Exercise objective: Reproduce the stretch of records from the line containing "If you could indicate the woman's" through the line containing "point(325, 269)", swapping "woman's boot" for "woman's shoe" and leaving everything else unchanged.
— Begin Entries supplied —
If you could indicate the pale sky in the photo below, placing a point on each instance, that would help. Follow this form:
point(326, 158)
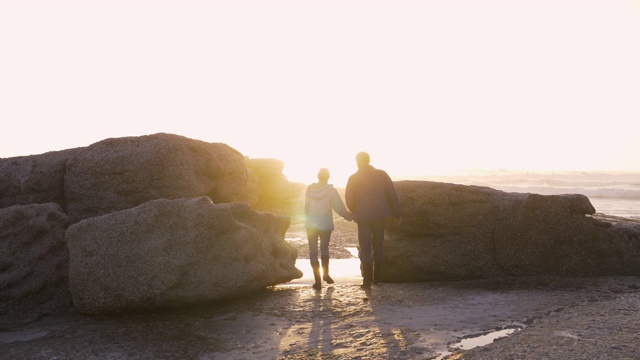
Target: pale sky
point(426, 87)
— End Entries supplied —
— Begin Entries supplied —
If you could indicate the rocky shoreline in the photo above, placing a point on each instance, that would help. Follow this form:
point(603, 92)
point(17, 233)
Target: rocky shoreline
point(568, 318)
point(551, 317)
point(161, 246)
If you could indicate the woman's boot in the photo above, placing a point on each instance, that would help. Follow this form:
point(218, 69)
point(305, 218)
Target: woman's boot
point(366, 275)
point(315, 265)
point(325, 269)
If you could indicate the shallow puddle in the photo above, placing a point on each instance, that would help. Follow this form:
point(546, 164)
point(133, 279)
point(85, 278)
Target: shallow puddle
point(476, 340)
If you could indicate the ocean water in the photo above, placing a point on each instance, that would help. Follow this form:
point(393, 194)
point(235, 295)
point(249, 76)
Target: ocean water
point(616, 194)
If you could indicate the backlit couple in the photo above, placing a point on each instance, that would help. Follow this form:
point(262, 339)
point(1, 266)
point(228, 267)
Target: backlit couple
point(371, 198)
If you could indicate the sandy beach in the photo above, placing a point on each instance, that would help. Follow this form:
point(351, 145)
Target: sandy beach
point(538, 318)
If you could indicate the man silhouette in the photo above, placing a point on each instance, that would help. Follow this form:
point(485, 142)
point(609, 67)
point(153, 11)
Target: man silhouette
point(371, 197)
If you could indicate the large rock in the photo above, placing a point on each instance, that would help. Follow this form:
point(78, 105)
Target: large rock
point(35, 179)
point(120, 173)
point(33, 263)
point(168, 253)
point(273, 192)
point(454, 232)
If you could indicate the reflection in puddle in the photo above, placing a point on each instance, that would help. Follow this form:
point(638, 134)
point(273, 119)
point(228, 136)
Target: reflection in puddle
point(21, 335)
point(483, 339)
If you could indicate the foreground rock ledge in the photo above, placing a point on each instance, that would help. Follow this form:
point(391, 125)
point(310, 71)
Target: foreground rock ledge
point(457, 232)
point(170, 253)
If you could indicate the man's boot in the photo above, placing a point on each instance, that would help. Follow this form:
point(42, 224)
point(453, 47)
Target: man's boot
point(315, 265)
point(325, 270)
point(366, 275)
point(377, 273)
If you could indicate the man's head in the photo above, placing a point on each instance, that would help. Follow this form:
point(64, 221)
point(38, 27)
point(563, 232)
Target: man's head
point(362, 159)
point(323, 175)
— End Entries supplied —
Solution:
If you could indicate the woman's shoe in the photo above, placing a point on each instance, that would help. Follow this form:
point(218, 69)
point(305, 218)
Target: woman's shoe
point(366, 275)
point(315, 265)
point(325, 269)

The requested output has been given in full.